Görev listesi >>
(1) Alıntıda "Saadet Partisi 3’ncü sıra milletvekili" ifadesinden "başlandığını sözlerine ekledi." ifadesine kadar uzanan bölümü hiç değiştirmeden kopyalayın.
(2) Alıntıda adı geçen siyasi partiler hangileridir?

Alıntı >>
•••

Saadet Partisi 3’ncü sıra milletvekili Necip Yavuzer, Ak Partiyle ilgili çarpıcı iddialarda bulunarak, Ak Partinin ABD tarafından kurulduğunu söyledi. ANAP’ı bekleyen akıbetin Ak Partinin de kapısını çalacağını ifade eden Yavuzer, Ak Partinin kapısının çalınmaya başlandığını sözlerine ekledi.

 

‘AKP’Yİ ABD KURDU’

Saadet Partisi İl Başkanlığında basın toplantısı düzenleyen Saadet partisi 3’ncü sıra Van Milletvekili adayı Necip Yavuzer, Ak Partiyle ilgili çarpıcı iddialarda bulundu. Ak Partinin ABD destekli bir parti olduğunu iddia eden Yavuzer, “Biz Saadet Partisi olarak 2002 yılından bu yana devlet yardımı almaksızın kendi mensuplarımızın katkılarıyla her seçime başımız dik ve davamıza sevdalı olarak gururla katıldık. Diğer partiler gibi milyarlarca parayı kasamıza koyup seçimlere giremedik. 13 yıldır tek başına iktidar olan AKP artık ABD emperyalizmi tarafından kurulduğu gerçeği su yüzüne çıktı ve artık bunu herkes bilmektedir. Bu bilinme AKP’nin zirveden yavaş yavaş inme ameliyesidir. Çünkü ANAP’ı bekleyen akıbet AKP’nin de kapısını çalacak hatta çalmaya başladı bile.” Dedi.

•••

Veri satırları >>
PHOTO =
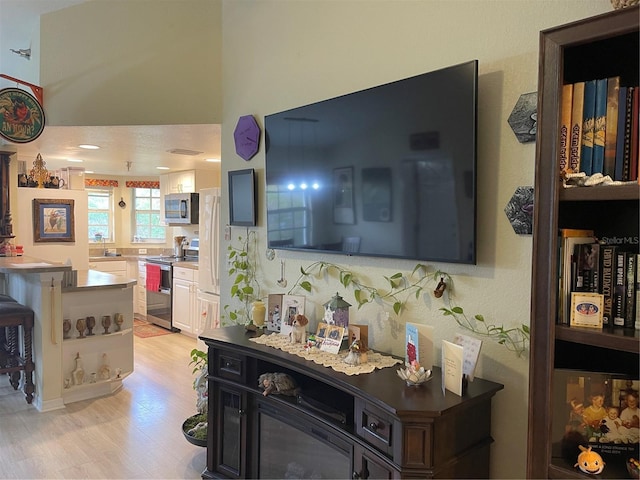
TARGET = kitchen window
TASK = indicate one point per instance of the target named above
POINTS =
(100, 206)
(146, 216)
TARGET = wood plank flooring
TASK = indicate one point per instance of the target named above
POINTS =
(134, 433)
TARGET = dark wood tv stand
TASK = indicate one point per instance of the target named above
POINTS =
(382, 428)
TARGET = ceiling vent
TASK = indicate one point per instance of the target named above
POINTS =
(182, 151)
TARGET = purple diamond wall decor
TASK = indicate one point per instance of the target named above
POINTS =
(524, 117)
(247, 137)
(519, 211)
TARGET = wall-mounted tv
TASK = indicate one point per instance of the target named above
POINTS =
(389, 171)
(242, 197)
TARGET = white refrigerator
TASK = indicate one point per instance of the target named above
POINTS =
(209, 262)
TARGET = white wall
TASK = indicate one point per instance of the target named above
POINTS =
(142, 62)
(22, 215)
(280, 54)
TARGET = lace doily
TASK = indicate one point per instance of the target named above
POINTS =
(374, 359)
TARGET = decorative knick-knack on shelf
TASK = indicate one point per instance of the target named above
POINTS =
(118, 319)
(91, 323)
(106, 323)
(81, 324)
(78, 373)
(104, 372)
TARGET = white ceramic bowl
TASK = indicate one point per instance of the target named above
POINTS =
(413, 377)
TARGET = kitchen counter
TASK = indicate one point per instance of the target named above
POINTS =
(93, 280)
(30, 265)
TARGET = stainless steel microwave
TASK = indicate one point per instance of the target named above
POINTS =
(181, 208)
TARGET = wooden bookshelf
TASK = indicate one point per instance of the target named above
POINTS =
(598, 47)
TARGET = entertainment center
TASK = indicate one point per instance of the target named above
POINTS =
(337, 426)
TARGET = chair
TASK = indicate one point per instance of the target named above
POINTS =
(13, 316)
(351, 244)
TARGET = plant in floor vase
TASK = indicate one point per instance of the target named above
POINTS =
(195, 427)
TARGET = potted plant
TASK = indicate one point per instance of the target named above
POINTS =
(194, 428)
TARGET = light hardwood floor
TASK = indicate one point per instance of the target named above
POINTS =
(134, 433)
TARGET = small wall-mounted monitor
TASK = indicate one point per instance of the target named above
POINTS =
(242, 198)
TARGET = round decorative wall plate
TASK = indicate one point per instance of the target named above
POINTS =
(22, 116)
(247, 137)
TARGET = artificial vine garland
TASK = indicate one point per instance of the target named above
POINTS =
(401, 289)
(515, 339)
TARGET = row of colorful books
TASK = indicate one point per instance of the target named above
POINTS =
(599, 129)
(609, 268)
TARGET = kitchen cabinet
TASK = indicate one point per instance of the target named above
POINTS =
(185, 300)
(140, 290)
(106, 353)
(598, 47)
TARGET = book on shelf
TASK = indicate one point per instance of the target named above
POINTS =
(599, 125)
(587, 271)
(588, 127)
(607, 261)
(622, 109)
(565, 128)
(611, 128)
(569, 238)
(575, 143)
(619, 295)
(630, 287)
(637, 318)
(633, 161)
(626, 149)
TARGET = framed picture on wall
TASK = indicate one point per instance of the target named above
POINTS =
(53, 220)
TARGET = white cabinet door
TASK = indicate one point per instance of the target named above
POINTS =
(182, 314)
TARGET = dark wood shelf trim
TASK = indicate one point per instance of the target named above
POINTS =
(602, 193)
(622, 339)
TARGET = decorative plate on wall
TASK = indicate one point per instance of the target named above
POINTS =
(519, 210)
(524, 117)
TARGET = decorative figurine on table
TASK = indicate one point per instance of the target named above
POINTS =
(299, 332)
(278, 383)
(339, 311)
(589, 462)
(357, 354)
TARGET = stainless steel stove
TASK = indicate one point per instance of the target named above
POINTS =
(159, 297)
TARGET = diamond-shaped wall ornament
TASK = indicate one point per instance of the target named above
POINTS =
(524, 117)
(247, 137)
(519, 211)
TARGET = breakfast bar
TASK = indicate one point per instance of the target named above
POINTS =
(38, 284)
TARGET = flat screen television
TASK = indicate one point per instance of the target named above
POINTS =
(242, 197)
(389, 171)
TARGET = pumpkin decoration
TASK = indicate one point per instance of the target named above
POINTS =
(589, 462)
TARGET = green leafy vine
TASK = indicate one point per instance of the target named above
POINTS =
(245, 287)
(402, 288)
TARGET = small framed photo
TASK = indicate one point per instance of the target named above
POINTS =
(586, 309)
(274, 320)
(53, 220)
(292, 305)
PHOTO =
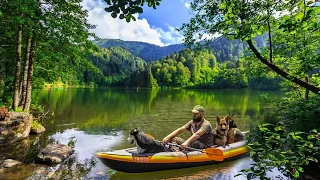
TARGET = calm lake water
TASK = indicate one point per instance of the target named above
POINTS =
(95, 119)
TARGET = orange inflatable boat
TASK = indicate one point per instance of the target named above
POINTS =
(128, 160)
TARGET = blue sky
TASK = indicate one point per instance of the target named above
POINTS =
(152, 26)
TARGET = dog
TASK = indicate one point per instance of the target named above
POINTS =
(144, 143)
(220, 133)
(234, 134)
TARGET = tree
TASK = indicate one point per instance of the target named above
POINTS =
(242, 20)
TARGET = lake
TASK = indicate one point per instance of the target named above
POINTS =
(91, 120)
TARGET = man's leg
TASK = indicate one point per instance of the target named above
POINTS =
(198, 145)
(176, 140)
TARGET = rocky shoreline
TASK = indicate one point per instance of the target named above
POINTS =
(13, 133)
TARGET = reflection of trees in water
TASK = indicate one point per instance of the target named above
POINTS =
(72, 168)
(221, 171)
(96, 110)
(17, 151)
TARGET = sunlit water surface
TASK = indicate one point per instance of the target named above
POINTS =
(91, 120)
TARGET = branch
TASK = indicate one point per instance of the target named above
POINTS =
(270, 38)
(282, 72)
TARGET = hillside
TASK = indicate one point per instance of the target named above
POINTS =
(146, 51)
(115, 64)
(222, 48)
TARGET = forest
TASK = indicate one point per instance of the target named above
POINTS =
(47, 44)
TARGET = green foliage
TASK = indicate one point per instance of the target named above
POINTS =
(35, 124)
(115, 66)
(126, 9)
(298, 114)
(275, 146)
(222, 48)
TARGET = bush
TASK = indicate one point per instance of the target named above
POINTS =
(298, 115)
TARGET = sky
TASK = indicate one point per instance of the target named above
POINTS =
(152, 26)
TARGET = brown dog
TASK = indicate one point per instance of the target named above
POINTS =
(234, 134)
(220, 133)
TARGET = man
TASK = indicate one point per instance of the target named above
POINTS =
(200, 129)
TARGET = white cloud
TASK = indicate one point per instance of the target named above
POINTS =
(139, 30)
(187, 5)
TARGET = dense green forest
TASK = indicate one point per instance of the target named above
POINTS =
(146, 51)
(289, 140)
(223, 48)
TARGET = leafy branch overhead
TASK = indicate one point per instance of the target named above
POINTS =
(246, 19)
(125, 9)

•••

Görev yanıtları >>
(1)
Saadet Partisi 3’ncü sıra milletvekili Necip Yavuzer, Ak Partiyle ilgili çarpıcı iddialarda bulunarak, Ak Partinin ABD tarafından kurulduğunu söyledi. ANAP’ı bekleyen akıbetin Ak Partinin de kapısını çalacağını ifade eden Yavuzer, Ak Partinin kapısının çalınmaya başlandığını sözlerine ekledi.

(2)
- Saadet Partisi
- Ak Parti (AKP)
- ANAP